• _Task description_
Please print every line from the one containing "[pin] rock reflection" through the last line of the records below, exactly as written and nothing more.

[Collected data]
▼

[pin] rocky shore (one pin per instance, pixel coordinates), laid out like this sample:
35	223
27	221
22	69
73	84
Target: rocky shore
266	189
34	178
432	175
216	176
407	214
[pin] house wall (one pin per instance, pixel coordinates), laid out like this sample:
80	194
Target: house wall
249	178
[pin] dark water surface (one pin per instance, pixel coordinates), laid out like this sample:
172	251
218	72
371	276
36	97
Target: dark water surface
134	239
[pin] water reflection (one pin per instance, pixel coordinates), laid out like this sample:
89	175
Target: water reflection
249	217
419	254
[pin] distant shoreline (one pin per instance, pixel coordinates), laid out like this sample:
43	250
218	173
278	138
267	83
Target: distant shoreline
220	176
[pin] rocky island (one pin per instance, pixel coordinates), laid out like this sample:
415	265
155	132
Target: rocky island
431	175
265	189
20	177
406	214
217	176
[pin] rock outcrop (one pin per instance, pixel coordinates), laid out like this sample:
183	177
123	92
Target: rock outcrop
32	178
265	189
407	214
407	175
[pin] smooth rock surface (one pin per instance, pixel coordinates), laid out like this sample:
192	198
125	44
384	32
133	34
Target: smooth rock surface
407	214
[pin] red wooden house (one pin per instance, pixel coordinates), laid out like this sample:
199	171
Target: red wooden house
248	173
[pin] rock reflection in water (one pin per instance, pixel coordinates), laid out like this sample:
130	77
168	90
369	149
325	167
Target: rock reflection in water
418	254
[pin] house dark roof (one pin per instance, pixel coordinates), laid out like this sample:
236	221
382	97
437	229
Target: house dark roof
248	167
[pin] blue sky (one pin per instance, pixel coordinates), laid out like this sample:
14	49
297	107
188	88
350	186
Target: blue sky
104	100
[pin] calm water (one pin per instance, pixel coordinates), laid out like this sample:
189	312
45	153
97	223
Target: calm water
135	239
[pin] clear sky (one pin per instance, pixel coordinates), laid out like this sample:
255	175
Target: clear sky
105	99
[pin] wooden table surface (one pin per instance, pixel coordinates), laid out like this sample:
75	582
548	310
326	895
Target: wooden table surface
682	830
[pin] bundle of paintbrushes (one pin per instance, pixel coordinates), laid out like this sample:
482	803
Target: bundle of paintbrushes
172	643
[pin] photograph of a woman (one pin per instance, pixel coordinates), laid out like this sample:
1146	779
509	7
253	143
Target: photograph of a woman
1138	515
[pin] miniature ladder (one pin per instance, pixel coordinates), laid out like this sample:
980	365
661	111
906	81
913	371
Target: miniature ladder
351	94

▲

• _Exercise result_
[pin] rock reflection in water (one pin per instance, pixel coordinates), laid out like this sample:
130	77
168	90
369	149
325	167
Target: rock reflection in water
418	254
[pin] house dark roof (one pin per instance, pixel coordinates), laid out like this sample:
236	221
382	97
437	229
Target: house dark roof
248	167
[pin] blue sky (one pin per instance, pixel coordinates), laid out like this sample:
14	49
297	107
188	88
350	186
Target: blue sky
104	100
[pin] calm water (one pin per instance, pixel coordinates), laid out like this sample:
189	312
45	153
97	223
Target: calm water
135	239
[pin] clear sky (one pin per instance, pixel coordinates), laid out like this sample:
255	175
Target: clear sky
105	99
[pin] wooden table surface (one pin per instance, pixel coordinates), laid out like this sample:
75	582
548	310
326	895
Target: wooden table surface
682	830
[pin] bundle of paintbrushes (one pin per instance, pixel coordinates), laid out like this sample:
482	803
Target: bundle of paintbrushes
172	643
[pin] photograph of a woman (one pin per instance, pixel coordinates), laid out like this sample:
1146	779
509	7
253	143
Target: photograph of a woman
1138	515
[pin] miniature ladder (one pin per instance, pixel coordinates), laid out like this sample:
980	365
661	111
906	81
913	371
Target: miniature ladder
351	94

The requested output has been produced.